▶ _Written request_: In the linear regression lab handout below, how many houses are described in the "house.csv" file?

▶ _Document section_:
-- BEGIN --
# Lab 1: Linear Regression

In this practice session, you are invited to train a linear regression model using gradient descent method. After the learning phase, your model should predict house prices in the region of *"Ile-de-France"* given their areas (in m²) and their numbers of rooms.

We will also enhace the perfomence of the learning algorithm using different implementation techniques like vectorization and features normalization.

### Import libraries and load data
Import **numpy** library that support matrix operation and **matplotlib** library for plotting data.  
<font color="blue">**Question 1: **</font>The *"house.csv"* file contains 3 columns that represent the area, the number of rooms and the price of 600 houses (one per row). 
- Open this file with a file editor to understand more the data. 
- Load the data in "house_data" variable and check its size.  
**Hint:** You could use [loadtxt](https://docs.scipy.org/doc/numpy-1.13.0/reference/generated/numpy.loadtxt.html) function from numpy library.

In [None]:
import numpy as np
import matplotlib.pyplot as plt

house_data=# **your code here**

# you could also check the size of the data by printing the shape of house_data array
# **your code here**

### Linear regression with 1 feature (house area)

In this first part, we will train a linear model for house price prediction using only one feature the house area. We will start by implementing a cost function and the gradient of this cost function. Then, we will implement the gradient descent algorithm that minimizes this cost function and determine the linear model parameter $\theta$ in the equation $h_\theta(x)=\theta_1 x$.
-- END --
▶ _Stored records_:
-- BEGIN --
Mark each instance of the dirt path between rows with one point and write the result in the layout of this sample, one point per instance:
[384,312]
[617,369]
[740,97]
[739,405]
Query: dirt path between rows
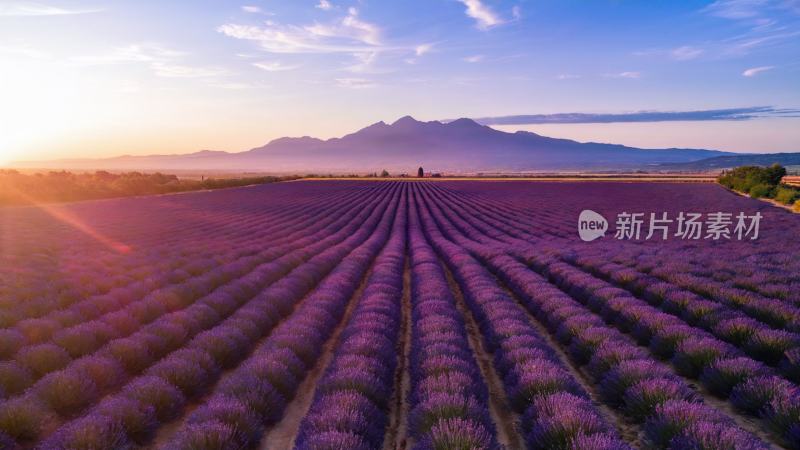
[504,418]
[630,432]
[283,434]
[747,423]
[396,438]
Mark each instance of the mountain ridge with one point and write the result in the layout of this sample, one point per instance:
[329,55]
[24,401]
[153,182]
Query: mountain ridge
[461,145]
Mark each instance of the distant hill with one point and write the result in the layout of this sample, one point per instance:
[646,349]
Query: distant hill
[459,146]
[731,161]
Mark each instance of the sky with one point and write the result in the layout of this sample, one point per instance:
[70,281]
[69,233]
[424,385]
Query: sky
[98,78]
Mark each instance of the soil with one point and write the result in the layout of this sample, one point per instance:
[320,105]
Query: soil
[396,438]
[502,415]
[282,435]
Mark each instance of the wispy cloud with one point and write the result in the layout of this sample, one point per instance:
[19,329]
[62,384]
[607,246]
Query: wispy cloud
[423,49]
[350,27]
[685,53]
[756,70]
[768,22]
[348,34]
[736,9]
[628,75]
[483,15]
[273,66]
[747,113]
[355,83]
[19,8]
[23,50]
[170,70]
[163,61]
[364,62]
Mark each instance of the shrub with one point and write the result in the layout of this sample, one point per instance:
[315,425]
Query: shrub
[457,434]
[334,440]
[133,353]
[22,419]
[694,354]
[769,345]
[442,406]
[755,393]
[37,331]
[93,432]
[641,399]
[627,373]
[721,376]
[761,190]
[213,435]
[10,342]
[14,378]
[185,374]
[232,412]
[257,393]
[713,436]
[673,417]
[560,429]
[786,195]
[165,398]
[137,420]
[43,358]
[105,371]
[67,391]
[77,341]
[598,441]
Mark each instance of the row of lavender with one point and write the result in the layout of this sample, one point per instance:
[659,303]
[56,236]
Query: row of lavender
[193,325]
[723,367]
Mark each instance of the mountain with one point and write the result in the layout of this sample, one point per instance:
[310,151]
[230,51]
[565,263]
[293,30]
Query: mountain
[462,145]
[730,161]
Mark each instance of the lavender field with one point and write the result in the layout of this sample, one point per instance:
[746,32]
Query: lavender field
[350,315]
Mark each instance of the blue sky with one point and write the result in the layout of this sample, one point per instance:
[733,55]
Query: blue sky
[106,77]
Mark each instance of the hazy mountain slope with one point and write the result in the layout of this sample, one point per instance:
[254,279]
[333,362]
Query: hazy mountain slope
[730,161]
[461,145]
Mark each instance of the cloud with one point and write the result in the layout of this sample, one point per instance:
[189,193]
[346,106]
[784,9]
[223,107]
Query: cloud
[163,61]
[274,66]
[685,53]
[19,8]
[348,34]
[756,70]
[355,83]
[736,9]
[629,75]
[423,49]
[484,15]
[23,50]
[143,52]
[748,113]
[769,22]
[364,62]
[169,70]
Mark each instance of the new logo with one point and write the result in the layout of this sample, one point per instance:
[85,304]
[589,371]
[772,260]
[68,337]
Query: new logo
[591,225]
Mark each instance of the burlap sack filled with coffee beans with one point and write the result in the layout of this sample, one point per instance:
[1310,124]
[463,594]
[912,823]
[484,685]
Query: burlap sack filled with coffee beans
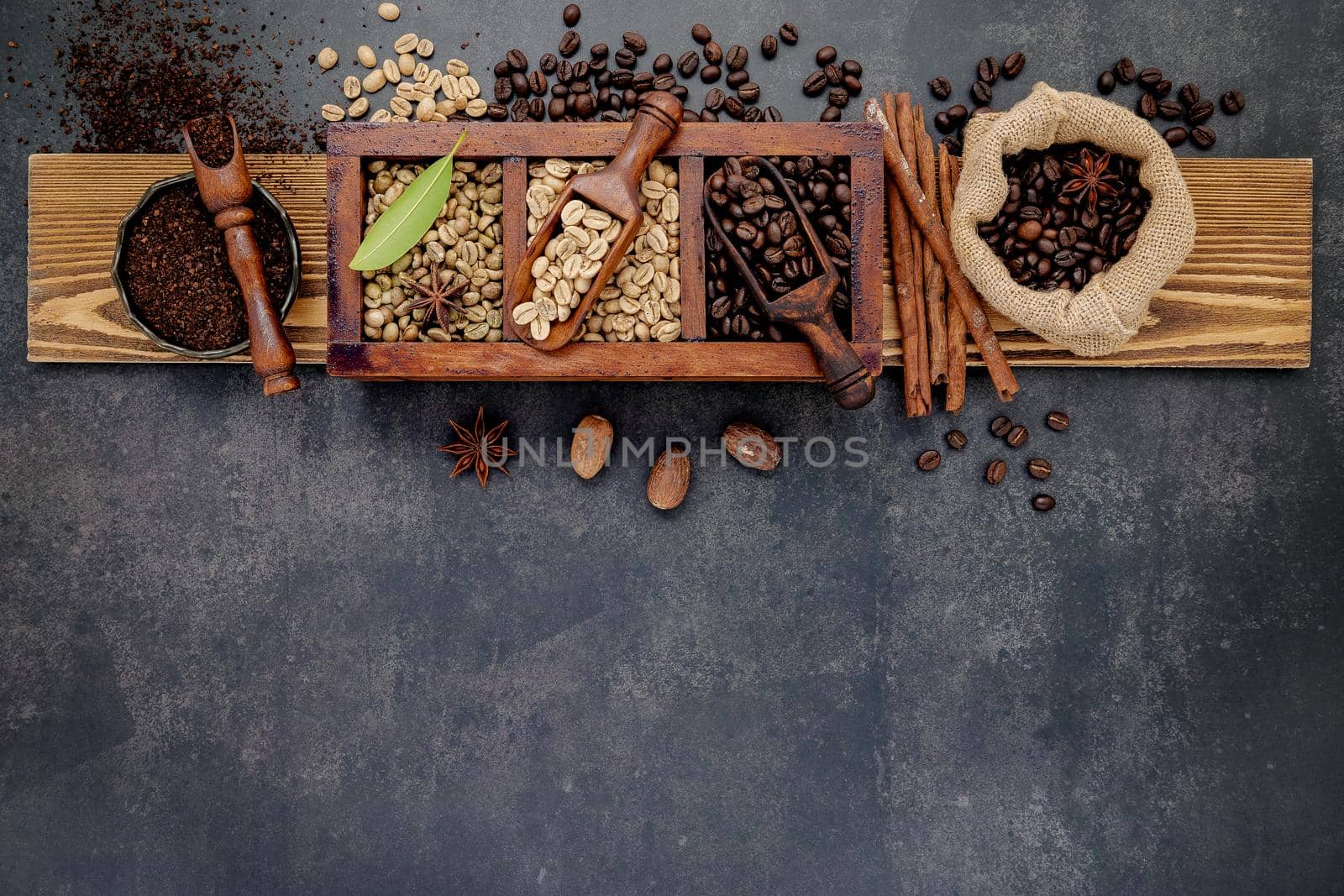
[1108,311]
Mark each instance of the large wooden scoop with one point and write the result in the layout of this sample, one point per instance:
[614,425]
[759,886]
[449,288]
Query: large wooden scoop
[226,191]
[808,307]
[615,190]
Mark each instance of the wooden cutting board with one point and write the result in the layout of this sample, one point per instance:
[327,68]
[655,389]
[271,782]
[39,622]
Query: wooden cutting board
[1243,297]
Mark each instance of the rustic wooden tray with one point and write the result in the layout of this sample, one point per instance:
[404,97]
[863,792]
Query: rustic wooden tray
[1243,297]
[349,145]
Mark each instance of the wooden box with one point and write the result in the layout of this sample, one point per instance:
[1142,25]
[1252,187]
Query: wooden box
[692,358]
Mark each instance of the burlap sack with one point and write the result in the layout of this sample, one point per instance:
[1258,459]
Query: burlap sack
[1109,309]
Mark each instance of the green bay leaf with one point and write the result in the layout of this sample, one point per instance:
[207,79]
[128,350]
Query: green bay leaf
[409,217]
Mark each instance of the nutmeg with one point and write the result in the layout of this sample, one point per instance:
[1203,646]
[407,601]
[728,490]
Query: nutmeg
[591,446]
[669,479]
[752,446]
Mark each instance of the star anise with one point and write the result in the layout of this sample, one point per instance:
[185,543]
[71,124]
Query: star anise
[479,449]
[1092,179]
[436,296]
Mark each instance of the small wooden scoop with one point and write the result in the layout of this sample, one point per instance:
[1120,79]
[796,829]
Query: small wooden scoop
[615,190]
[808,307]
[226,191]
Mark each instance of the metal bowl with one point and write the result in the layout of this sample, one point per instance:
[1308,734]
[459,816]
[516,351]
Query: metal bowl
[118,258]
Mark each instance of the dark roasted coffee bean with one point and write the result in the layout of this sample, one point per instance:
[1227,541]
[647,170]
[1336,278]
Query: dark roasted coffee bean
[1175,136]
[1169,109]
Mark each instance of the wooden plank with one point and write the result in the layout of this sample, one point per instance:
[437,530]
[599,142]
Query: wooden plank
[1243,297]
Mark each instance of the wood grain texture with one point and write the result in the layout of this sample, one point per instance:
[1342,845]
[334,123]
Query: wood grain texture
[1243,297]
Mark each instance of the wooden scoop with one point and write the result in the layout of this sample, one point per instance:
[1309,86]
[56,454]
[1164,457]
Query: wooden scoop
[615,190]
[808,307]
[226,191]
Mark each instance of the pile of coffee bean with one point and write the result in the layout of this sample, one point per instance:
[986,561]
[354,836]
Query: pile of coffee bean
[1153,102]
[822,186]
[1014,436]
[952,121]
[1072,212]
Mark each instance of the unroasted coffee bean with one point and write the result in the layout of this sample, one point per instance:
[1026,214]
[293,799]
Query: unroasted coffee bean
[929,461]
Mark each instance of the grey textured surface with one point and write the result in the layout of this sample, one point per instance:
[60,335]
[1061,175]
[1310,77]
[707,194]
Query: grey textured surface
[268,647]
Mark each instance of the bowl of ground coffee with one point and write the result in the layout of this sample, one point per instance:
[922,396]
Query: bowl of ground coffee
[171,269]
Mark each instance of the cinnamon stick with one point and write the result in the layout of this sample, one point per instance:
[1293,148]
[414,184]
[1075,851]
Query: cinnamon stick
[902,275]
[905,117]
[934,284]
[960,291]
[949,172]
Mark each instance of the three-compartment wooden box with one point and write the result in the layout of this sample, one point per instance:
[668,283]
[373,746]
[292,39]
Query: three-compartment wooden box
[691,358]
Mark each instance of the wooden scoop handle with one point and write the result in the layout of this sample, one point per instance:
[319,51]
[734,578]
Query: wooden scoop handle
[273,356]
[847,376]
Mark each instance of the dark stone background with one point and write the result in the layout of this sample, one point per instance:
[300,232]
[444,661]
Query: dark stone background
[269,647]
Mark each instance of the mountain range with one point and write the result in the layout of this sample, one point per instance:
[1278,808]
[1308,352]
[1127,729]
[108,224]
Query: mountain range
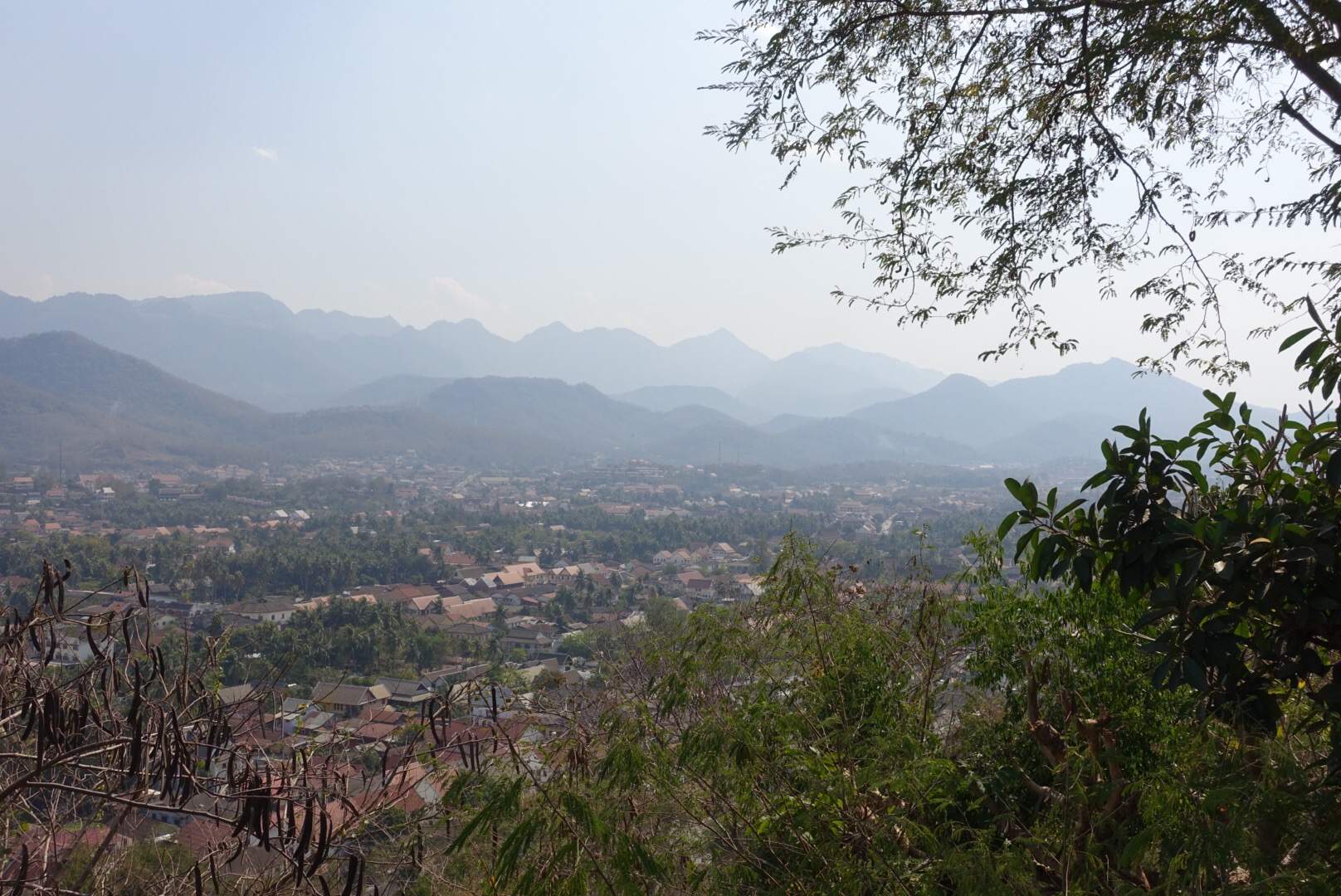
[100,407]
[254,348]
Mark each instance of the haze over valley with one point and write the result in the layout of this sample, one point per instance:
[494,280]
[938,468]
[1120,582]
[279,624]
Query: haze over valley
[239,377]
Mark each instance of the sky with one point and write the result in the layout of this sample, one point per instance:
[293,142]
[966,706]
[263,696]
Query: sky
[516,163]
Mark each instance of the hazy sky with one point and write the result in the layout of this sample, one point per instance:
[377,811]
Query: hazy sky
[515,163]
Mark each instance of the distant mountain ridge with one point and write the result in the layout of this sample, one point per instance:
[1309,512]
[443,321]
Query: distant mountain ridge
[254,348]
[59,391]
[1061,415]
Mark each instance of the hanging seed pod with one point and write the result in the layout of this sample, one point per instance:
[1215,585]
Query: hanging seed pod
[350,876]
[324,839]
[22,878]
[305,839]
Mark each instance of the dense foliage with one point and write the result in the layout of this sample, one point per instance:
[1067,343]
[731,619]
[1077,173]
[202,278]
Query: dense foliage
[840,739]
[1230,538]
-- END --
▶ _Task answer_: 600 houses, one per row.